— Start of Excerpt —

A. Section 1983 Claims Against Defendants Metzger and Klebba 1. Heck v. Humphrey

The Village Defendants contend that Plaintiff's conviction for telephone harassment bars his Section 1983 claims for false arrest against Defendants Metzger and Klebba. In Heck v. Humphrey, 512 U.S. 477, 487 (1994), the Supreme Court held that a plaintiff who has been convicted of a crime cannot maintain a Section 1983 claim where "a judgment in favor of the plaintiff would necessarily imply the invalidity of his conviction or sentence[,] * * * unless the plaintiff can demonstrate that the conviction or sentence has already been invalidated." The Heck rule "is intended to prevent collateral attack on a criminal conviction through the vehicle of a civil suit." McCann v. Neilsen, 466 F.3d 619, 621 (7th Cir. 2006).

As the Seventh Circuit has recognized, Heck does not bar all Section 1983 false arrest claims "because a wrongful arrest claim, like a number of other Fourth Amendment claims, does not inevitably undermine a conviction," and therefore "one can have a successful wrongful arrest claim and still have a perfectly valid conviction." Booker v. Ward, 94 F.3d 1052, 1056 (7th Cir. 1996); see also Reynolds v. Jamison, 488 F.3d 756, 767 (7th Cir. 2007) (holding that defendant's § 1983 claim for false arrest was not Heck-barred despite his conviction for telephone harassment because "[w]hether Officer Darr had probable cause to arrest [defendant] has no bearing on the validity of his subsequent guilty plea and criminal conviction").

However, the Seventh Circuit has held that even where a claim is theoretically compatible with the underlying conviction — like Plaintiff's false arrest claims here — it may nevertheless be Heck-barred "if specific factual allegations in the complaint are necessarily inconsistent with the validity of the conviction." McCann, 466 F.3d at 621 (citing Okoro v. Callaghan, 324 F.3d 488, 490 (7th Cir. 2003)). As the Seventh Circuit explained in Okoro, "[i]t is irrelevant that [plaintiff] disclaims any intention of challenging his conviction; if he makes allegations that are inconsistent with the conviction's having been valid, Heck kicks in and bars his civil suit." 324 F.3d at 490. In other words, a plaintiff can plead himself into a Heck bar by making allegations that necessarily imply the invalidity of his conviction. See Gilbert v. Cook, 512 F.3d 899, 902 (7th Cir. 2008); Nelson v. Campbell, 541 U.S. 637, 647 (2004) ("[W]e were careful in Heck to stress the importance of the term `necessarily.'"). For example, in Okoro, the Seventh Circuit held that the plaintiff's Section 1983 suit, in which he sought the return of gems the police allegedly stole from him during a search of his residence that led to his conviction on drug charges, was Heck-barred because his complaint alleged that he was not selling drugs, an allegation that was inconsistent with the validity of his drug conviction. Id. To determine whether Plaintiff's claim is Heck-barred, this Court must ask, "not whether [Plaintiff] could have drafted a complaint that steers clear of Heck (he could have), but whether he did." McCann, 466 F.3d at 622.

— End of Excerpt —

What this exercise asks:
(1) Answer each question from the Heck v. Humphrey excerpt:
(a) In what year did the Supreme Court decide Heck v. Humphrey?
(b) Which case held that a § 1983 false arrest claim was not Heck-barred despite a conviction for telephone harassment?
(c) In Okoro, what did the plaintiff seek the return of?
(2) Reproduce, word for word, the part of the Heck v. Humphrey excerpt that opens with the words "The Village Defendants" and closes with "(7th Cir. 2006).".

— Start of Record excerpts —

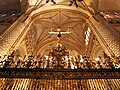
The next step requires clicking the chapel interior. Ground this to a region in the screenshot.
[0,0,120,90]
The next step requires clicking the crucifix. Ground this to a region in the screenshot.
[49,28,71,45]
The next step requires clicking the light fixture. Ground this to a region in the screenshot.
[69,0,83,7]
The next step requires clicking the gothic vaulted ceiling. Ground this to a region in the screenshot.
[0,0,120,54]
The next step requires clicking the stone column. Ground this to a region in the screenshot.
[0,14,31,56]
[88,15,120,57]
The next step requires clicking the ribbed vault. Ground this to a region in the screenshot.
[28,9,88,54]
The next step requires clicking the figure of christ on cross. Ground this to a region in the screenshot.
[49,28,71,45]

— End of Record excerpts —
— Start of Record excerpts —

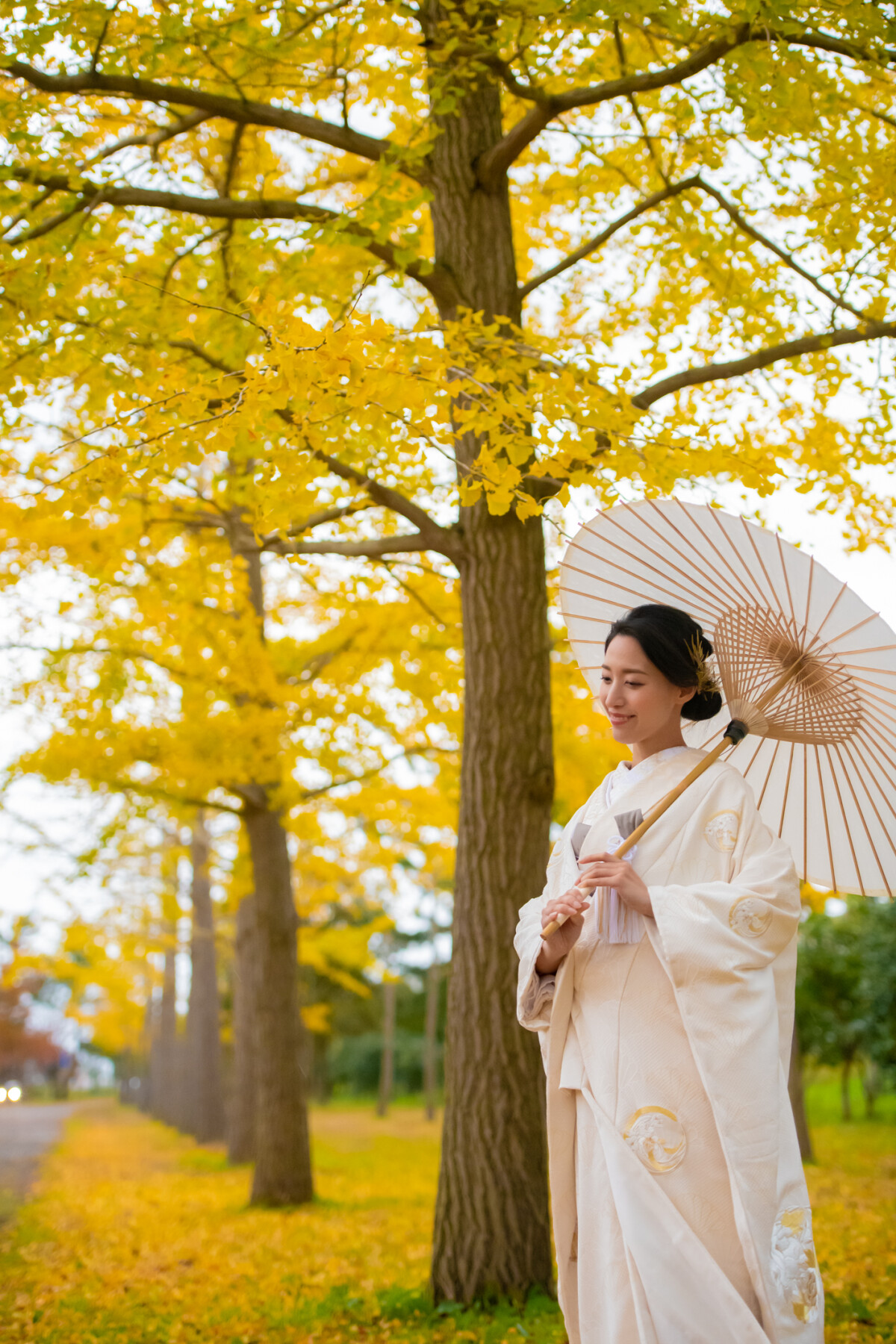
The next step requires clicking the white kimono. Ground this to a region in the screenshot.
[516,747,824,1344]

— End of Record excerpts —

Task-by-task outputs:
(1)
(a) 1994
(b) Reynolds v. Jamison
(c) Gems that the police allegedly stole from him during a search of his residence

(2)
The Village Defendants contend that Plaintiff's conviction for telephone harassment bars his Section 1983 claims for false arrest against Defendants Metzger and Klebba. In Heck v. Humphrey, 512 U.S. 477, 487 (1994), the Supreme Court held that a plaintiff who has been convicted of a crime cannot maintain a Section 1983 claim where "a judgment in favor of the plaintiff would necessarily imply the invalidity of his conviction or sentence[,] * * * unless the plaintiff can demonstrate that the conviction or sentence has already been invalidated." The Heck rule "is intended to prevent collateral attack on a criminal conviction through the vehicle of a civil suit." McCann v. Neilsen, 466 F.3d 619, 621 (7th Cir. 2006).